:: COMPLETA QUANTO SEGUE ::
A – Nel brano su Mezzosangue, qual è il vero nome del rapper romano?
B – Riscrivi la parte del brano su Mezzosangue che si apre con le parole contenenti «Mezzosangue. Un nome» e si chiude con «nel suo percorso.», sostituendo «passamontagna» con «cappuccio».
C – Riprendi il brano su Mezzosangue e continualo a partire dalla sua ultima frase.
━━━ BRANO PROPOSTO ━━━
Abbiamo parlato di tempo, relativismo, pubblico e identità con Mezzosangue.
Mezzosangue. Un nome che nella mente di ognuno di noi genera immagini e pensieri diversi. Molti pensano subito al passamontagna, capo identificativo del rapper romano, alcuni al livello di introspezione che caratterizza i suoi testi e altri ancora, invece, alla sua presenza fugace ma significativa nella scena musicale italiana. Dietro tutto questo c’è anche una persona reale, Luca Ferrazzi, che emerge in maniera ponderata e consapevole.
Dopo il lungo periodo di assenza nel panorama musicale, in occasione della recente certificazione come disco d’oro del suo secondo album, “Tree - Roots & Crown”, e in vista dei progetti futuri abbiamo deciso di incontrarlo per sapere a che punto è nel suo percorso.
━━━ DATI FORNITI ━━━
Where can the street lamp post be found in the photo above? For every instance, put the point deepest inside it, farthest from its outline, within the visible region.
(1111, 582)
━━━
:: SOLUZIONI ::
A – Luca Ferrazzi.

B –
Mezzosangue. Un nome che nella mente di ognuno di noi genera immagini e pensieri diversi. Molti pensano subito al cappuccio, capo identificativo del rapper romano, alcuni al livello di introspezione che caratterizza i suoi testi e altri ancora, invece, alla sua presenza fugace ma significativa nella scena musicale italiana. Dietro tutto questo c’è anche una persona reale, Luca Ferrazzi, che emerge in maniera ponderata e consapevole.
Dopo il lungo periodo di assenza nel panorama musicale, in occasione della recente certificazione come disco d’oro del suo secondo album, “Tree - Roots & Crown”, e in vista dei progetti futuri abbiamo deciso di incontrarlo per sapere a che punto è nel suo percorso.

C –
La nostra videochiamata parte da una domanda scontata, ma per nulla facile. Gli chiedo semplicemente come sta in questo periodo: non sono interessato solo a Mezzosangue, bensì anche a Luca.
“Come Luca sto facendo tante cose, attualmente sono in fase di strutturazione di diversi progetti che saranno poi resi pubblici e che avranno tutti modo conoscere. Come Mezzosangue la situazione è parallela a questo discorso: porto avanti “Hurricane”, il progetto che avevamo iniziato, un progetto difficile che ci darà belle soddisfazioni. Il mio disco nel frattempo corre parallelo a tutti questi progetti”.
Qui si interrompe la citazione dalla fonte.